## TASK OBJECTIVE
Transcribe the material below verbatim, from the line with "Where can the tree canopy" up to and including the line with "<point>180,199</point>", and nothing else.

## SUPPLIED INFORMATION
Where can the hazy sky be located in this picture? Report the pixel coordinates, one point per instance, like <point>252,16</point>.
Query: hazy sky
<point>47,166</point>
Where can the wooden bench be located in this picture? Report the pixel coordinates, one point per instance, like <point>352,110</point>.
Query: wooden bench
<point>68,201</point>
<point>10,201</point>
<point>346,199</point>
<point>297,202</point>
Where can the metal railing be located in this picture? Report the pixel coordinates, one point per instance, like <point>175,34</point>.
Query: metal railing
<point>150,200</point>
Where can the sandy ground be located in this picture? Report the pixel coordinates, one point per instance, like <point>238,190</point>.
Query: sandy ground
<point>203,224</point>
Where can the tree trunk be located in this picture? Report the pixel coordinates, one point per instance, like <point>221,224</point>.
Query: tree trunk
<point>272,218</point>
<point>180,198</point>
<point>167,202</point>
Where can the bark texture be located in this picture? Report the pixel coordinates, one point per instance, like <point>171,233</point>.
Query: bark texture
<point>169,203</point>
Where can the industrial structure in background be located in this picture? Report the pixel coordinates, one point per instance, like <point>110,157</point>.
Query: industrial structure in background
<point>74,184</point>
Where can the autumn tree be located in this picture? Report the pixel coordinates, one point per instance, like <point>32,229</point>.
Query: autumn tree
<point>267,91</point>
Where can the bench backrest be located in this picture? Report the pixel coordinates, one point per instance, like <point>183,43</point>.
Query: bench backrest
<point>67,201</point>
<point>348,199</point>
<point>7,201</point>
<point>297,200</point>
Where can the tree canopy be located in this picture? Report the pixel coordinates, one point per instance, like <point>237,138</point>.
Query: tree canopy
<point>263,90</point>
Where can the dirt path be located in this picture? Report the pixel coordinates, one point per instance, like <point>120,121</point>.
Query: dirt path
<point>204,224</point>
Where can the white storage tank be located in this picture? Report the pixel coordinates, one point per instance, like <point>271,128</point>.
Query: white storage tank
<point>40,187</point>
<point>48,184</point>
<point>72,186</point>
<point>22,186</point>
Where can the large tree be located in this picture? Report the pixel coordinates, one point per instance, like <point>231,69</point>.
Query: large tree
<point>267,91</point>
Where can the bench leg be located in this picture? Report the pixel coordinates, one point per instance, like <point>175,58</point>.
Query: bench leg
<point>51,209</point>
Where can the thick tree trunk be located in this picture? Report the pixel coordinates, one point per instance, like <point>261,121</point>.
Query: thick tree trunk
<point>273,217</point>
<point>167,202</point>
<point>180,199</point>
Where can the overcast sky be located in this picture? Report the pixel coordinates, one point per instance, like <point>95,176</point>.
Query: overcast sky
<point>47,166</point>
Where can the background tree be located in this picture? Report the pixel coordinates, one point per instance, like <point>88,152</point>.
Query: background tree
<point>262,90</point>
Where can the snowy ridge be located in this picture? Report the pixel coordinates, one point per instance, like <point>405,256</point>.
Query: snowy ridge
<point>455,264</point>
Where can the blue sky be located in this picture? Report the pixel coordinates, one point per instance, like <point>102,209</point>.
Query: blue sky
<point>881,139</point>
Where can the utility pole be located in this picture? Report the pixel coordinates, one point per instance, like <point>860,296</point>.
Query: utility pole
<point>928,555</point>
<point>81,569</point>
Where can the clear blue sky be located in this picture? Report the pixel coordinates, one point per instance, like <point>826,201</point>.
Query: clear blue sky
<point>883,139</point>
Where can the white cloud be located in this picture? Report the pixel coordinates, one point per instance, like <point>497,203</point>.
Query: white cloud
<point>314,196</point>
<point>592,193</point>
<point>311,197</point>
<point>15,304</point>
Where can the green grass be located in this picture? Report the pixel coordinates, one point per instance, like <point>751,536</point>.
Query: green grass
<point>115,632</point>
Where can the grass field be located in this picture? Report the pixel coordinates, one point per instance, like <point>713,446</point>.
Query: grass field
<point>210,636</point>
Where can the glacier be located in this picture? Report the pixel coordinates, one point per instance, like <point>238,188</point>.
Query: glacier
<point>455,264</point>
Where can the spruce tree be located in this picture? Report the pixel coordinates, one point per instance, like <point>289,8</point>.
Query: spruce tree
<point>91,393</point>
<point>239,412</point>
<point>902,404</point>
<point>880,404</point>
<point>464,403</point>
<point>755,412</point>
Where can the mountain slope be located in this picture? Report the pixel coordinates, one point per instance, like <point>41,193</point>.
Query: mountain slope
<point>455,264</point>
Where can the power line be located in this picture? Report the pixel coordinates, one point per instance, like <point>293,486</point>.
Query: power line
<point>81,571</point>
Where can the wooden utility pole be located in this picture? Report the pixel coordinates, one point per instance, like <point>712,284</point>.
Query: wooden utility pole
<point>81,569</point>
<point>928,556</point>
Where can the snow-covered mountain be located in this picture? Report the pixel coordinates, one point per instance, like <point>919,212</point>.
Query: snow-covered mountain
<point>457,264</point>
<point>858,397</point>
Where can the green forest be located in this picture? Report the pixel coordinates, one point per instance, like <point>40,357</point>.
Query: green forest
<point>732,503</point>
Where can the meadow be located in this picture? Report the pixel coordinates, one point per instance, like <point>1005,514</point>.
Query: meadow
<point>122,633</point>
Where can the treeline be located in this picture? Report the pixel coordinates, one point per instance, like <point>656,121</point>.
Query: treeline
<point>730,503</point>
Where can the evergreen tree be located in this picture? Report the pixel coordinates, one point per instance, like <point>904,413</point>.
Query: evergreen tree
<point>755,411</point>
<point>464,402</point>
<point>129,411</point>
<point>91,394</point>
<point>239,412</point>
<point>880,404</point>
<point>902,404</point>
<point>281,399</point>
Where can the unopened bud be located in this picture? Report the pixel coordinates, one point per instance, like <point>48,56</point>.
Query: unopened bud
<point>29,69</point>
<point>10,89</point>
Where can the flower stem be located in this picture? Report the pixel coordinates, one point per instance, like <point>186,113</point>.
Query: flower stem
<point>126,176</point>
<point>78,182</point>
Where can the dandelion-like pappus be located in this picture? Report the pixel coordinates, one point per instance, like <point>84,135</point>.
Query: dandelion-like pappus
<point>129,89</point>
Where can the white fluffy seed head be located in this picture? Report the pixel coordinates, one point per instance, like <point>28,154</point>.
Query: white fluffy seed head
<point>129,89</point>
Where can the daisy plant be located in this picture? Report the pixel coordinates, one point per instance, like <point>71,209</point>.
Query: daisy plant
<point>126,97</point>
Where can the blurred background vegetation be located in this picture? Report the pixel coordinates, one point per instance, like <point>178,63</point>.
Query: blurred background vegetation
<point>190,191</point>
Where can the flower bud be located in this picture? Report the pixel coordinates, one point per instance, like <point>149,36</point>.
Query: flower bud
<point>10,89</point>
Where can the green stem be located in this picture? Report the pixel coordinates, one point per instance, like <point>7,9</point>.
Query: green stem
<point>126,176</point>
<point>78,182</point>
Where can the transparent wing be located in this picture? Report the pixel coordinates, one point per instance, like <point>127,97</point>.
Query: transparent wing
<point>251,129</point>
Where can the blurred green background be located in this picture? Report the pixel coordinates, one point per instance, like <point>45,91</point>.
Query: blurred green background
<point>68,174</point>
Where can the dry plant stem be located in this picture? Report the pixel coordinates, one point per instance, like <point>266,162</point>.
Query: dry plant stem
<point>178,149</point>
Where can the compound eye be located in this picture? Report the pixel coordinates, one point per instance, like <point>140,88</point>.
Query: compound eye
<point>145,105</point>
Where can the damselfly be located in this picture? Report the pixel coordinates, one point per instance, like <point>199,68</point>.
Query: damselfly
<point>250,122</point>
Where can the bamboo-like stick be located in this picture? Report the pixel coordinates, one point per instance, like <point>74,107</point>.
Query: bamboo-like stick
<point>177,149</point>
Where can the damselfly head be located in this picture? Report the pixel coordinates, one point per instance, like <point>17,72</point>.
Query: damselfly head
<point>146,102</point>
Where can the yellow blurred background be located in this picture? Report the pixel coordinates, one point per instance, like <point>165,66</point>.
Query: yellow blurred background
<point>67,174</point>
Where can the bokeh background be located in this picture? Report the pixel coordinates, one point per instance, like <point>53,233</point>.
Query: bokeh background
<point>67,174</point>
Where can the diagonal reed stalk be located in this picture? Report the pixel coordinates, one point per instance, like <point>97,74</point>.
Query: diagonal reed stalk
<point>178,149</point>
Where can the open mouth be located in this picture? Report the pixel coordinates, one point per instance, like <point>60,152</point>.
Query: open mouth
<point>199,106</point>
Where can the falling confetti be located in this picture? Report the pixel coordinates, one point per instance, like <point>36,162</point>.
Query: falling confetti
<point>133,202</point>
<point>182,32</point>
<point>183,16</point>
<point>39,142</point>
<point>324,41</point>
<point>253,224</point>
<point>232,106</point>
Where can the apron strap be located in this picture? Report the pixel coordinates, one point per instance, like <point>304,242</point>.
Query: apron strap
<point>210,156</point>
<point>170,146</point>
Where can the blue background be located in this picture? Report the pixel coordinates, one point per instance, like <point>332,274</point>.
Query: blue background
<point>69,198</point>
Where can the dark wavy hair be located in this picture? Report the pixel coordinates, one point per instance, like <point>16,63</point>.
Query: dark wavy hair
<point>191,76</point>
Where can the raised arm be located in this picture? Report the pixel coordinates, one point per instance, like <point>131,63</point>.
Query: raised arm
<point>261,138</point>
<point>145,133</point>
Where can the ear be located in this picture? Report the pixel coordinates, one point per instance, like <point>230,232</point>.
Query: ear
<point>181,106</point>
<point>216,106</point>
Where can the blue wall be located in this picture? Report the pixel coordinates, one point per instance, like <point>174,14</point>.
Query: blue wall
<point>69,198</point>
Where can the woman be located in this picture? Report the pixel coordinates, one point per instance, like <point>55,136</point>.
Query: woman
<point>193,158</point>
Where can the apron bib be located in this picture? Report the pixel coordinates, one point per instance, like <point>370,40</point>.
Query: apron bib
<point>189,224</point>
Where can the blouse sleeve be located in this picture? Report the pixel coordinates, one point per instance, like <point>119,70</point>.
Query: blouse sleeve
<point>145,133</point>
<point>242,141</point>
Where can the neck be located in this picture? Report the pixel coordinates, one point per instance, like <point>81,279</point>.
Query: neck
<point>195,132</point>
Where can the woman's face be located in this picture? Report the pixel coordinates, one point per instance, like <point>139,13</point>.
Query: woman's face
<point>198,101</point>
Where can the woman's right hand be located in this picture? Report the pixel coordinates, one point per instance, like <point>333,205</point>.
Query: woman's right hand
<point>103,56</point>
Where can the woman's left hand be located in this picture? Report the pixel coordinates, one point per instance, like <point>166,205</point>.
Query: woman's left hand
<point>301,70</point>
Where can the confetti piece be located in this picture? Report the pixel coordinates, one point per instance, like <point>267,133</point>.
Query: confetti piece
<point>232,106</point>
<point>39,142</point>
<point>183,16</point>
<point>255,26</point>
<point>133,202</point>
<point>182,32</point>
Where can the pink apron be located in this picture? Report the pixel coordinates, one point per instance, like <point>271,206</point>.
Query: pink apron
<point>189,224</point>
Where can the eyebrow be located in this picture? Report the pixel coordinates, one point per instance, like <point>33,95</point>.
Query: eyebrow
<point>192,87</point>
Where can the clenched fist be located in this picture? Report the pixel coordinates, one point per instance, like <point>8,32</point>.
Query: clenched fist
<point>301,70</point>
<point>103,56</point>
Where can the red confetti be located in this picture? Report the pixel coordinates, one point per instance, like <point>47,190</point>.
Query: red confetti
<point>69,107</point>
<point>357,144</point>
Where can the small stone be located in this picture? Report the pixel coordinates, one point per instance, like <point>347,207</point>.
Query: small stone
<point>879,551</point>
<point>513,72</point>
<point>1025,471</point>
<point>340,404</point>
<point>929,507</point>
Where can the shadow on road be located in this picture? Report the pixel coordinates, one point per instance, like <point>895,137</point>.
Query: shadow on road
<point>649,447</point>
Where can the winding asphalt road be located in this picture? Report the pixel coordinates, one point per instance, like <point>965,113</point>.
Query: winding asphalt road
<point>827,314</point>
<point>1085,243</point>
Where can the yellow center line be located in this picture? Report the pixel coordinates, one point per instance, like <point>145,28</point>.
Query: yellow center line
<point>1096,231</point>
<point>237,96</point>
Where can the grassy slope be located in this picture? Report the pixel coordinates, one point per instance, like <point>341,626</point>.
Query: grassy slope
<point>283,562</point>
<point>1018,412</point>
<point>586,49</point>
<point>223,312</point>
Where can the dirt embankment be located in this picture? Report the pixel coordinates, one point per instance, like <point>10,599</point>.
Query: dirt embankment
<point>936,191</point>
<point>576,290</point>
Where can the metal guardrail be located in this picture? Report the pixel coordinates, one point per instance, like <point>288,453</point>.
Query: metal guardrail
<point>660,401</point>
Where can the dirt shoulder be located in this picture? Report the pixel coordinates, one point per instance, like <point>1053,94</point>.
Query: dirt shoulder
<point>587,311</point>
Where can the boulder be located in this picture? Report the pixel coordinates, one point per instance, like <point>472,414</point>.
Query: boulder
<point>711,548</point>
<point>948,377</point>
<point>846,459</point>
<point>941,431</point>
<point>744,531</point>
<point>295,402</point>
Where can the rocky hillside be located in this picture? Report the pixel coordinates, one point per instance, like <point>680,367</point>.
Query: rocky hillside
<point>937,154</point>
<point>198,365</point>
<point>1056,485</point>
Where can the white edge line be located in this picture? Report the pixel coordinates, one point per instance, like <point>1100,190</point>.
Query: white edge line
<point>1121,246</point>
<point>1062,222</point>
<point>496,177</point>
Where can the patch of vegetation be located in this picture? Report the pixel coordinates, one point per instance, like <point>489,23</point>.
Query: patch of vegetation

## SOLUTION FOR THIS EXERCISE
Where can the tree canopy be located in this picture? Report the pixel coordinates, one point per instance, like <point>237,138</point>.
Query: tree canopy
<point>263,90</point>
Where can the dirt path be located in this picture? Report the pixel coordinates, one point per instance, like <point>120,121</point>.
Query: dirt path
<point>204,224</point>
Where can the white storage tank be located in this picture? Report the pixel coordinates, one point per instance, like <point>271,128</point>.
Query: white storage tank
<point>40,187</point>
<point>48,184</point>
<point>72,186</point>
<point>22,186</point>
Where can the large tree be located in this picture? Report the pixel coordinates, one point per instance, like <point>231,69</point>.
Query: large tree
<point>267,91</point>
Where can the bench leg be located in this picture? Report the pixel coordinates, one point per instance, like <point>175,58</point>.
Query: bench leg
<point>51,209</point>
Where can the thick tree trunk be located in this picture? Report the pixel coordinates, one point per instance, like <point>261,121</point>.
Query: thick tree trunk
<point>273,217</point>
<point>167,202</point>
<point>180,199</point>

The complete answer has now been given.